**Exercise details:** Output the records exactly, with no line skipped.

═══ Provided records

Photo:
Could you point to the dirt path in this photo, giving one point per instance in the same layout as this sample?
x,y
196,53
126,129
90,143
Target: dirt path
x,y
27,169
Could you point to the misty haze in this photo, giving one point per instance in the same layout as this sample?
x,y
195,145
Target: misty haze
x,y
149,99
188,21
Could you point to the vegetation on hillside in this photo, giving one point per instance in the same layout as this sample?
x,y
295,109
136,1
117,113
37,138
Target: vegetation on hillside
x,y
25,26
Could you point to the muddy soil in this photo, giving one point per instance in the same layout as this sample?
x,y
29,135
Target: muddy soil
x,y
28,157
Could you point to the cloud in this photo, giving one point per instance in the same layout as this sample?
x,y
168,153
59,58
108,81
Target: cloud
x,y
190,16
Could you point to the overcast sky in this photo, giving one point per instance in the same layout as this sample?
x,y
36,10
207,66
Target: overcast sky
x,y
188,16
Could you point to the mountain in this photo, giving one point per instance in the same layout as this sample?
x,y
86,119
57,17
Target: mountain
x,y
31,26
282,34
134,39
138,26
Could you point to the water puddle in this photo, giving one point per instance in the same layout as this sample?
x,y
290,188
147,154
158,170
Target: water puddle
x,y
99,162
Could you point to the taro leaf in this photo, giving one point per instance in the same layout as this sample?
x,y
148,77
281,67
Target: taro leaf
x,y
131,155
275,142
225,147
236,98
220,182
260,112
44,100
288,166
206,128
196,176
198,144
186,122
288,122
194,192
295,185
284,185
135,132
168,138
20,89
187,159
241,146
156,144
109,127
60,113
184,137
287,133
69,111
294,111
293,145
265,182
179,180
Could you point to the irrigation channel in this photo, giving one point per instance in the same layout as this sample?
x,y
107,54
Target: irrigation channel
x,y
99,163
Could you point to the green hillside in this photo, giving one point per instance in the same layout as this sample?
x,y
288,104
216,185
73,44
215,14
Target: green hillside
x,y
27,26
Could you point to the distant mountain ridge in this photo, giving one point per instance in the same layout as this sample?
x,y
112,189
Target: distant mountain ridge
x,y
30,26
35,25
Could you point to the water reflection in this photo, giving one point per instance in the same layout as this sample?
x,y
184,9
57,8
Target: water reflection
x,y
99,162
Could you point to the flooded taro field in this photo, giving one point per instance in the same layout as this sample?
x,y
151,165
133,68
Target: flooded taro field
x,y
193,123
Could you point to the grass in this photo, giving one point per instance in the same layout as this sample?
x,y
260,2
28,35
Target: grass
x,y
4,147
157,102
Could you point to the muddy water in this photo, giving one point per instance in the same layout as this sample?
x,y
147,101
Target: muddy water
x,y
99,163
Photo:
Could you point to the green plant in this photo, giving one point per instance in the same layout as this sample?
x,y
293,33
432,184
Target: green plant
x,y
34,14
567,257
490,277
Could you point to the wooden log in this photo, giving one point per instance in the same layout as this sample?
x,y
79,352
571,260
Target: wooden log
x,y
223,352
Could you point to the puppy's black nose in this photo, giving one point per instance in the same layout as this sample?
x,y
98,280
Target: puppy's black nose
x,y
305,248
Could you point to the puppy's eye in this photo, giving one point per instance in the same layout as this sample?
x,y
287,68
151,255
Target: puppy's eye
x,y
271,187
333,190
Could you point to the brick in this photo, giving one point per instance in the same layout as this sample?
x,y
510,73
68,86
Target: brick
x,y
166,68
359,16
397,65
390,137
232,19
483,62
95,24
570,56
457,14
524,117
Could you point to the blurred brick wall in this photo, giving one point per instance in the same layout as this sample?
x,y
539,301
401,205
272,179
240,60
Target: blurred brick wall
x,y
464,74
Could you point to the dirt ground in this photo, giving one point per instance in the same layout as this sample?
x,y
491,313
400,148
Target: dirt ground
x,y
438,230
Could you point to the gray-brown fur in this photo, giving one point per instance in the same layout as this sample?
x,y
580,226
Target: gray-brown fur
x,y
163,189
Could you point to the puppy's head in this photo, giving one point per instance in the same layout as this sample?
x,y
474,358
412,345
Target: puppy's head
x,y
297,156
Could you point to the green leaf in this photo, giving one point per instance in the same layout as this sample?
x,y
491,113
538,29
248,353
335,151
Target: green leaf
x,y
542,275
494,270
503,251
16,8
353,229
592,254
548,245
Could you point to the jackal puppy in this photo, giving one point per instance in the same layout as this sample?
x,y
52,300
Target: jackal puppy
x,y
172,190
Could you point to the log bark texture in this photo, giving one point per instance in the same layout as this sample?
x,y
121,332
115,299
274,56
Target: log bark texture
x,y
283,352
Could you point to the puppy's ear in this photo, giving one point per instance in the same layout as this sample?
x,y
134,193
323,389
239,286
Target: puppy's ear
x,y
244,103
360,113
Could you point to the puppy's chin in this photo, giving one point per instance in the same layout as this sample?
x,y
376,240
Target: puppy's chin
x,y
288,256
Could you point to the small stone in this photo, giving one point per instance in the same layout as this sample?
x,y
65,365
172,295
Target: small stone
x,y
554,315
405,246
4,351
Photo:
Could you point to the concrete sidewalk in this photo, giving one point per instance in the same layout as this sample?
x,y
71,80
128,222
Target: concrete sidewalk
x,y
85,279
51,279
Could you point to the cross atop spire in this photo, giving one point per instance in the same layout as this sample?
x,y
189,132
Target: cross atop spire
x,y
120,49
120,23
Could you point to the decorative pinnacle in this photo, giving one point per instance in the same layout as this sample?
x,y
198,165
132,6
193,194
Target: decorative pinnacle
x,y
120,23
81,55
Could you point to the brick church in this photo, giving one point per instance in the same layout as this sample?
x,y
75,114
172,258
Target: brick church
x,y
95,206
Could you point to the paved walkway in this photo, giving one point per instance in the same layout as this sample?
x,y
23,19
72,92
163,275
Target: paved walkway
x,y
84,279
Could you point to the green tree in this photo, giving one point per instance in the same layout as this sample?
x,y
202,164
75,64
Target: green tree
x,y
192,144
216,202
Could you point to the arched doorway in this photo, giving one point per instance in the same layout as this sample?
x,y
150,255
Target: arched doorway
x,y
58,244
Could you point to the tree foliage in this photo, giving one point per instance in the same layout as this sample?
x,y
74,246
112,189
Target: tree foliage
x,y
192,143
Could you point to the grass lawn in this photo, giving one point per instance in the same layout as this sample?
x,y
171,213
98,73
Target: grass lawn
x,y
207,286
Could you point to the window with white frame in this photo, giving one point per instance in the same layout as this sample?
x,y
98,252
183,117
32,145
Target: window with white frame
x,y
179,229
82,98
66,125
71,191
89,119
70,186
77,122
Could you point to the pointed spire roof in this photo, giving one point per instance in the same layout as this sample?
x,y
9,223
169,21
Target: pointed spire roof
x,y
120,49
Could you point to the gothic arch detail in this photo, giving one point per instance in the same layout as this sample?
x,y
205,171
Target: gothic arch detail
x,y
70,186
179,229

══════

**Final answer:**
Photo:
Could you point to the dirt path in this photo, giving one point per instance in the same layout as this sample?
x,y
196,53
126,129
90,143
Target: dirt path
x,y
27,169
Could you point to the misty haze in this photo, giving one point per instance in the same layout as this sample?
x,y
195,145
Target: misty haze
x,y
149,99
188,21
Could you point to the vegetation on hillside in this photo, giving one point per instance in the same layout as this sample?
x,y
295,109
136,1
117,113
37,138
Target: vegetation on hillside
x,y
25,26
Could you point to the muddy soil in this photo, giving one point per instance in the same layout as this sample?
x,y
29,135
Target: muddy soil
x,y
28,157
Could you point to the cloud in this photo, giving one point per instance in the same layout as this sample?
x,y
168,153
59,58
108,81
Target: cloud
x,y
190,16
Could you point to the overcast sky in this photo, giving one point per instance in the same layout as this sample?
x,y
36,10
207,66
Target: overcast sky
x,y
188,16
Could you point to the mountain in this photo, giving one point per instance in the same layout as this sample?
x,y
86,119
57,17
Target: mountain
x,y
31,26
282,34
134,39
138,26
Could you point to the water puddle in this photo, giving one point per instance in the same layout as this sample?
x,y
290,188
147,154
158,170
Target: water puddle
x,y
99,162
Could you point to the taro leaf in this photo, giving one point per instance in the same layout as this sample?
x,y
148,77
281,67
Target: taro leaf
x,y
131,155
275,142
225,147
236,98
220,182
260,112
44,100
288,166
206,128
196,176
198,144
186,122
288,122
194,192
295,185
284,185
135,132
168,138
20,89
187,159
241,146
156,144
109,127
60,113
184,137
287,133
69,111
294,111
293,145
265,182
179,180
Could you point to the irrigation channel in this photo, giving one point per instance in the same layout as this sample?
x,y
107,54
Target: irrigation channel
x,y
99,163
Could you point to the green hillside in this photo, giving one point per instance in the same layout as this sample?
x,y
288,104
216,185
73,44
215,14
Target: green hillside
x,y
27,26
Could you point to the distant mountain ridge in this photo, giving one point per instance in the same layout as this sample?
x,y
112,189
Target: distant mountain ridge
x,y
30,26
35,25
Could you point to the water reflection in this photo, giving one point per instance in the same layout as this sample?
x,y
184,9
57,8
Target: water reflection
x,y
99,162
Could you point to the flooded taro field in this photo, giving one point per instance in the same layout as this sample?
x,y
151,165
133,68
Target: flooded taro field
x,y
193,123
Could you point to the grass in this photo, giving one point per instance in the same layout as this sample?
x,y
260,2
28,35
Target: grass
x,y
4,147
157,102
Could you point to the muddy water in this photo, giving one point per instance in the same layout as this sample?
x,y
147,101
Target: muddy water
x,y
99,163
Photo:
Could you point to the green plant in this photo, giving one point per instance in the same layout as this sample?
x,y
293,33
432,184
Target: green plant
x,y
34,14
567,257
490,277
Could you point to the wooden log in this photo, giving one point per instance in the same layout as this sample?
x,y
79,352
571,260
Target: wooden log
x,y
223,352
Could you point to the puppy's black nose in this photo, giving one point per instance in the same layout as this sample?
x,y
98,280
Target: puppy's black nose
x,y
305,248
Could you point to the puppy's eye in this photo, giving one point per instance in the same layout as this sample?
x,y
287,68
151,255
Target: puppy's eye
x,y
271,187
333,190
Could you point to the brick in this photo, giving one point per instance in the same layout as this sample?
x,y
510,73
68,86
Target: brick
x,y
166,68
359,16
397,65
390,137
232,19
483,62
95,24
570,56
457,14
524,117
Could you point to the blurred brick wall in this photo, giving one point per instance in the same layout as this sample?
x,y
539,301
401,205
272,179
240,60
Target: blurred brick wall
x,y
464,74
Could you point to the dirt ground in this photo, giving one point per instance in the same layout as this sample?
x,y
491,313
400,148
Target: dirt ground
x,y
438,230
Could you point to the gray-brown fur in this photo, giving one point per instance in the same layout as this sample?
x,y
580,226
Target: gray-brown fur
x,y
163,189
Could you point to the puppy's head in this photo, giving one point per instance in the same layout as this sample?
x,y
474,358
412,345
Target: puppy's head
x,y
297,156
Could you point to the green leaf in this photo, giving one point per instance in the same layout as this sample?
x,y
491,113
538,29
248,353
335,151
Target: green leaf
x,y
542,275
494,270
503,251
16,8
353,229
592,254
548,245
Could you point to the jackal puppy in this photo, giving one point per instance in the same layout as this sample?
x,y
52,300
Target: jackal puppy
x,y
172,190
Could you point to the log bark texture in this photo, giving one point per instance in the same layout as this sample?
x,y
121,332
115,299
274,56
Target: log bark texture
x,y
283,352
Could you point to the puppy's ear in this photo, giving one point per instance in the same layout as this sample?
x,y
134,193
323,389
239,286
Target: puppy's ear
x,y
244,103
360,113
Could you point to the puppy's chin in this photo, giving one point per instance in the same layout as this sample?
x,y
376,240
Target: puppy's chin
x,y
288,256
Could you point to the small stone in this photo, giving one point per instance in the same layout as this sample?
x,y
65,365
172,295
Target: small stone
x,y
554,315
405,246
4,351
Photo:
Could you point to the concrete sidewalk in this photo, giving one point per instance in the same layout as this sample?
x,y
71,80
128,222
Target: concrete sidewalk
x,y
85,279
51,279
Could you point to the cross atop spire in this photo, giving one point per instance in the same layout as this sample?
x,y
189,132
Target: cross atop spire
x,y
120,49
120,23
Could you point to the decorative pinnacle in this photo, giving one point per instance in the same layout as this sample?
x,y
198,165
132,6
193,194
Target: decorative pinnacle
x,y
120,23
81,55
Could you point to the brick church in this photo, giving one point per instance in the same layout as this sample?
x,y
75,114
172,258
Target: brick church
x,y
95,206
Could you point to the paved walkway in this photo, giving one point per instance in the same layout as this sample?
x,y
23,19
72,92
163,275
Target: paved walkway
x,y
84,279
Could you point to the green tree in this photo, giving one point per instance in the same layout as this sample?
x,y
202,164
75,64
Target: green tree
x,y
192,144
216,202
Could you point to the arched doorway in this photo, giving one point per instance in the same layout as this sample?
x,y
150,255
Target: arched doorway
x,y
58,244
Could you point to the tree foliage in this photo, giving one point per instance in the same layout as this sample?
x,y
74,246
112,189
Target: tree foliage
x,y
192,143
Could you point to the grass lawn in this photo, giving one point per instance in the same layout as this sample?
x,y
171,213
98,73
Target: grass lawn
x,y
207,286
Could you point to the window with white frame in this photo, giving one point per instance in the same layout as this sample?
x,y
98,252
183,117
32,145
Target: window with white frame
x,y
179,229
82,98
66,125
71,191
89,119
70,186
77,122
Could you point to the pointed spire roof in this photo, giving one point per instance in the same layout as this sample?
x,y
9,223
169,21
Target: pointed spire roof
x,y
120,49
Could you point to the gothic arch detail in this photo, giving one point per instance in the same layout as this sample?
x,y
205,171
Target: gothic arch detail
x,y
70,186
179,229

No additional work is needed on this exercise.